Text block:
┌────────

This symposium focuses on the multiscale design of sustainable structural materials that achieve high mechanical performance with minimal reliance on alloying. Targeting compositionally simple yet microstructurally complex metals and alloys, it explores how intrinsic defect configurations, such as dislocation and grain-boundary or interface networks, govern mechanical behavior. Core topics include defect‑based property tailoring, dislocation dynamics, dislocation-interface interactions, and microstructural evolution during processing. Emphasis is placed on contributions employing continuum/discrete dislocation dynamics, atomistic simulations, phase‑field methods, crystal plasticity, and microstructure evolution modeling, along with complementary experimental characterization and processing to advance predictive, defect‑informed design of sustainable materials.

Multiscale simulations have traditionally followed a bottom-up approach, using data from finer scales to inform the construction of models at a coarser scale. While MMM is a testament to the success of these approaches, the rise of AI/ML-enhanced modelling techniques now promise quantitative accuracy across scales or automated information extraction from modalities such as text/images. To fully realize this promise we need new techniques to incorporate coarse scale or multimodal data in lower-scale simulations and provide informative error bounds for multiscale, sampling-intensive predictions. This symposium brings together leading experts from physics, chemistry and machine learning to present novel approaches for bidirectional information transfer across scales. We welcome submissions from researchers working on data-intensive multiscale problems in both simulation and experimental domains.

└────────

Jobs:
a. Repeat the symposium text word for word, from "This symposium focuses" to "of sustainable materials.".
b. In the symposium text, which fields are the experts from who will present approaches for passing information both ways across scales?

Information shown:
┌────────

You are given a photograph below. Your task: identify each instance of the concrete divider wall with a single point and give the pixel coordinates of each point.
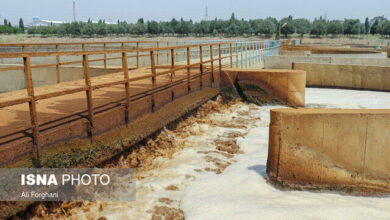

└────────

Expected responses:
a.
This symposium focuses on the multiscale design of sustainable structural materials that achieve high mechanical performance with minimal reliance on alloying. Targeting compositionally simple yet microstructurally complex metals and alloys, it explores how intrinsic defect configurations, such as dislocation and grain-boundary or interface networks, govern mechanical behavior. Core topics include defect‑based property tailoring, dislocation dynamics, dislocation-interface interactions, and microstructural evolution during processing. Emphasis is placed on contributions employing continuum/discrete dislocation dynamics, atomistic simulations, phase‑field methods, crystal plasticity, and microstructure evolution modeling, along with complementary experimental characterization and processing to advance predictive, defect‑informed design of sustainable materials.

b. Physics, chemistry and machine learning.